### Source document ###

Who am I?

I am an immigrant

I was born in mainland China and raised in Hong Kong. When my parents moved to Hong Kong, I was five years old. I went with Dad on a train and it took days to arrive. I still remember that Dad had a long carrying pole 扁担 and he had several big boxes of luggages on both ends. That was all we got as immigrants. We were very poor at the time. Dad saved up all he could to buy me a fish for dinner. He did not eat any so that I would not be hungry. It was his unconditional love that offered me the calmness when we left behind all our relatives and friends.

After moving to Hong Kong, we lived in a small apartment and it was shared among five other families. We had to share the bathroom and kitchen and learned to communicate in Cantonese, which was a language that we did not know. Growing up as an immigrant kid was not easy. Becuase of the upward mobility and the stress to improve my family's livelihood, I studied very hard and aspired to become a language professional to help bring out the voices of immigrants and refugees.

### Supplied data ###

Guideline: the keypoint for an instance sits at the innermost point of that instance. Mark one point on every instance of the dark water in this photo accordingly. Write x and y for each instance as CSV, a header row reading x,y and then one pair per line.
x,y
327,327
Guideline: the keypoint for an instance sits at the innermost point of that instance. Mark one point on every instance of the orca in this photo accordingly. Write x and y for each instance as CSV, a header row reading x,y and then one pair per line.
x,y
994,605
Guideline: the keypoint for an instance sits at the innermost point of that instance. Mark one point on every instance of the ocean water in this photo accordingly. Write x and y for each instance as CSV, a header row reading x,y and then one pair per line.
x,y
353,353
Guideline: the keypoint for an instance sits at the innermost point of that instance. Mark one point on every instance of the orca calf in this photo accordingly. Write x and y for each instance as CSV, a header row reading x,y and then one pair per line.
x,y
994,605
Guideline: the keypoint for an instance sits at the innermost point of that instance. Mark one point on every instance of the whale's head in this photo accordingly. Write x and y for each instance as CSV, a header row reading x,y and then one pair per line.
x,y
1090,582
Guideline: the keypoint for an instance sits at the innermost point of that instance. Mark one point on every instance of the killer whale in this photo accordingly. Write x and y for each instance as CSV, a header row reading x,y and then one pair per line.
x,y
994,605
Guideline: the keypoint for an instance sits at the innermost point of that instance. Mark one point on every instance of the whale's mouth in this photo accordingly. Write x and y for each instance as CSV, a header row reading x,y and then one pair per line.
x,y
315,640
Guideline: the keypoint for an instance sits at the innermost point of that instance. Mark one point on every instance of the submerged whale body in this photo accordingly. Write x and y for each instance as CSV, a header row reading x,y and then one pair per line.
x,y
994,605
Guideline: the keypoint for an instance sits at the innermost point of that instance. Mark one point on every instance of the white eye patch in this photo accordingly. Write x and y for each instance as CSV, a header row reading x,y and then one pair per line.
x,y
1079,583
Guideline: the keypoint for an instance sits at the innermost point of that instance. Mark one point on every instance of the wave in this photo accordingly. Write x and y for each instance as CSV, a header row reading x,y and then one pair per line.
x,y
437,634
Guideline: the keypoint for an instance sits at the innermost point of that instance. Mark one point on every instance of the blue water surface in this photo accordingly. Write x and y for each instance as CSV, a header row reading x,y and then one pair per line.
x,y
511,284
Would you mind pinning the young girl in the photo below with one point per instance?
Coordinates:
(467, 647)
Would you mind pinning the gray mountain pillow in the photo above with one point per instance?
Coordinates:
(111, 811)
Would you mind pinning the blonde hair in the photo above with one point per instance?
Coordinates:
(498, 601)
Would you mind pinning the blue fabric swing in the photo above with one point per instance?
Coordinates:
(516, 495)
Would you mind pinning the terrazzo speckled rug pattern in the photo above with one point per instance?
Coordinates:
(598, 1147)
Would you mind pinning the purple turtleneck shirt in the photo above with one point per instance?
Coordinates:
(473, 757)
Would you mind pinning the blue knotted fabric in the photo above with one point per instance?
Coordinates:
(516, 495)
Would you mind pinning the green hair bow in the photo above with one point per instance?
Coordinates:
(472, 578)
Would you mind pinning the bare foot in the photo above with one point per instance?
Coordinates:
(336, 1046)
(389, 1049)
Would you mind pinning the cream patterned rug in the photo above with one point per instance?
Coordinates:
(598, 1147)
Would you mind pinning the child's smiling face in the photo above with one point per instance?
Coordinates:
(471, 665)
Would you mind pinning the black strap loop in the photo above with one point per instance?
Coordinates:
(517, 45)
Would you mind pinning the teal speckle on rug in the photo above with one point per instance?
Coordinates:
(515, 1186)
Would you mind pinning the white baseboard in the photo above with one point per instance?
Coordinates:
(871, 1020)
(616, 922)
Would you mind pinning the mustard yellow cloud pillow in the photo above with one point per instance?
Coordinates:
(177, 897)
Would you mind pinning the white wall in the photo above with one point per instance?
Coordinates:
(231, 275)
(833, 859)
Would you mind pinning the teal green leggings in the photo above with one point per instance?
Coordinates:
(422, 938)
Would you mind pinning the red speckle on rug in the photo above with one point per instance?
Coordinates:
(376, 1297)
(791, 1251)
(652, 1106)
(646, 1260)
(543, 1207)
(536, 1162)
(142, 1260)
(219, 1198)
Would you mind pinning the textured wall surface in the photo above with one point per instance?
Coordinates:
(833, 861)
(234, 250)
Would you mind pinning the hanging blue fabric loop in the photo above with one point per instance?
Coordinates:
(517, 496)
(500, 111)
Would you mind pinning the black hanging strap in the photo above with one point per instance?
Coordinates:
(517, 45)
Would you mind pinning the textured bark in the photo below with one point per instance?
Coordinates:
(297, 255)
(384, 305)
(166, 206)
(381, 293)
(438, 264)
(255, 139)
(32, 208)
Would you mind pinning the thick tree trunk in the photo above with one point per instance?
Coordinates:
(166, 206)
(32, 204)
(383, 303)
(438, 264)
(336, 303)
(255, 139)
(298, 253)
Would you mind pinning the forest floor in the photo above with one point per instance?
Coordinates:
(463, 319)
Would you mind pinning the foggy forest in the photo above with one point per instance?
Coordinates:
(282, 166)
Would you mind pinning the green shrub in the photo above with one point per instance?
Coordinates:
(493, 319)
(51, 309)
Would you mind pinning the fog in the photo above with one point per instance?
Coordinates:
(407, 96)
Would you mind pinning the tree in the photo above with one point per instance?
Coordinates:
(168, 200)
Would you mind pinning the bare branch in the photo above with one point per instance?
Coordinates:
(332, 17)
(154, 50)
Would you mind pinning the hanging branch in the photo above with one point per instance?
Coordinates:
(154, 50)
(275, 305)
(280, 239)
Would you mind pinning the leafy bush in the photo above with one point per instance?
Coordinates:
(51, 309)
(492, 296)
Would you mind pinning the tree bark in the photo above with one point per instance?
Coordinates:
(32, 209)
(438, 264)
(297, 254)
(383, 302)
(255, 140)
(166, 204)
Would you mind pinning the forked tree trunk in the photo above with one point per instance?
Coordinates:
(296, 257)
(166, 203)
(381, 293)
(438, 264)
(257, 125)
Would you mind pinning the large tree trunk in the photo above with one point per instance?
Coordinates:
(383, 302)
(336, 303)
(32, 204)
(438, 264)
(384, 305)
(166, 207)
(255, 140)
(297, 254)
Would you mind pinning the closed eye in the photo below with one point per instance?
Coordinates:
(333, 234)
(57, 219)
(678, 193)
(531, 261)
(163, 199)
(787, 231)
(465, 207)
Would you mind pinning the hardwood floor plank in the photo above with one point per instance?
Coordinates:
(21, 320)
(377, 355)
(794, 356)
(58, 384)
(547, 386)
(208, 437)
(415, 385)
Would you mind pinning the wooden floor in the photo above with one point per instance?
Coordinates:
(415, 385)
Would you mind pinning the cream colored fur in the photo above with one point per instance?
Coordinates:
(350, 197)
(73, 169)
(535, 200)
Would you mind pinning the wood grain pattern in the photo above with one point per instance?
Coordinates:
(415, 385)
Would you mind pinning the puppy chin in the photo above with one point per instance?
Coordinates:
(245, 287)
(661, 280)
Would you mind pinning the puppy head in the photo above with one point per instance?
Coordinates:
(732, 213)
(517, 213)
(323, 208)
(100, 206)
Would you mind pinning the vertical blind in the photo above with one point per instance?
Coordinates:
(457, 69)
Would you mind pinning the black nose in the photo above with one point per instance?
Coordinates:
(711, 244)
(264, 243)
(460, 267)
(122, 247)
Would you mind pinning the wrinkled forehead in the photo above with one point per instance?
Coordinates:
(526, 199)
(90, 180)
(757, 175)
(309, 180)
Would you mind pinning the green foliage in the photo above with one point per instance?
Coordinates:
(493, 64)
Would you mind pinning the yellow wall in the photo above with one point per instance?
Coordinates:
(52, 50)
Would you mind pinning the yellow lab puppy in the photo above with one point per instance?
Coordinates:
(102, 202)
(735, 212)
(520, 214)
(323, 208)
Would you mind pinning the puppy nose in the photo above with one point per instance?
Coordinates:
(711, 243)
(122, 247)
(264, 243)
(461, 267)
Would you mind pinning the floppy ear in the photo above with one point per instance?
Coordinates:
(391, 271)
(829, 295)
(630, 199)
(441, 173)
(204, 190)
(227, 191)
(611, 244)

###

Your instructions:
In the account of growing up as an immigrant, how old was the narrator when the parents moved to Hong Kong?

Exercise solution:
Five years old.